* [Written instruction]: How many lines of the listing below contain the word "stem"? Reply with the number alone.

* [Data for this exercise]:
"""
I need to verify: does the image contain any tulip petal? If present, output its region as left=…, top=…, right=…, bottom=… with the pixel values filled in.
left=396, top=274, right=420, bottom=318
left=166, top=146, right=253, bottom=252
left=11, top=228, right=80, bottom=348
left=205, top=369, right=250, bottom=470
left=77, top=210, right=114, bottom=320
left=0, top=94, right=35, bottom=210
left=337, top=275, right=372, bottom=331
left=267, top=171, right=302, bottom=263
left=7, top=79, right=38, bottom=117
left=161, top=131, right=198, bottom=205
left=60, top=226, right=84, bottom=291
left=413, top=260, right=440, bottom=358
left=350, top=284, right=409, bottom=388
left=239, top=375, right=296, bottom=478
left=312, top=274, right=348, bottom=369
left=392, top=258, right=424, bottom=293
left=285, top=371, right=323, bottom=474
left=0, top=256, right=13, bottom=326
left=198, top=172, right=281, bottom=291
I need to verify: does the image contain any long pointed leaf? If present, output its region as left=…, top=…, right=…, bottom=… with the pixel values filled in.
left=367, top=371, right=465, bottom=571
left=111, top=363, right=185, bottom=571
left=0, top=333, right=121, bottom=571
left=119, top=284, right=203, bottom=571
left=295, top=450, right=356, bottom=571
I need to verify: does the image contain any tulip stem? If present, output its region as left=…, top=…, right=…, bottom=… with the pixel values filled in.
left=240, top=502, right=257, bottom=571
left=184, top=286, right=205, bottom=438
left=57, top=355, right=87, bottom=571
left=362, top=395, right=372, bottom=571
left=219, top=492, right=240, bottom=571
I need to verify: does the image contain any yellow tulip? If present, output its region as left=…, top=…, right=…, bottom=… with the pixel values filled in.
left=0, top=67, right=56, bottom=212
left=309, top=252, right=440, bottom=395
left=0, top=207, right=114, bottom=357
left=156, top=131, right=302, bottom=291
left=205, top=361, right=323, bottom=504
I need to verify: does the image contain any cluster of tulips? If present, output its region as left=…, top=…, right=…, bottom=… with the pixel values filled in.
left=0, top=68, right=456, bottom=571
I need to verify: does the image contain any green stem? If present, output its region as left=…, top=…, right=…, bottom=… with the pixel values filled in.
"""
* [Finished exercise]: 2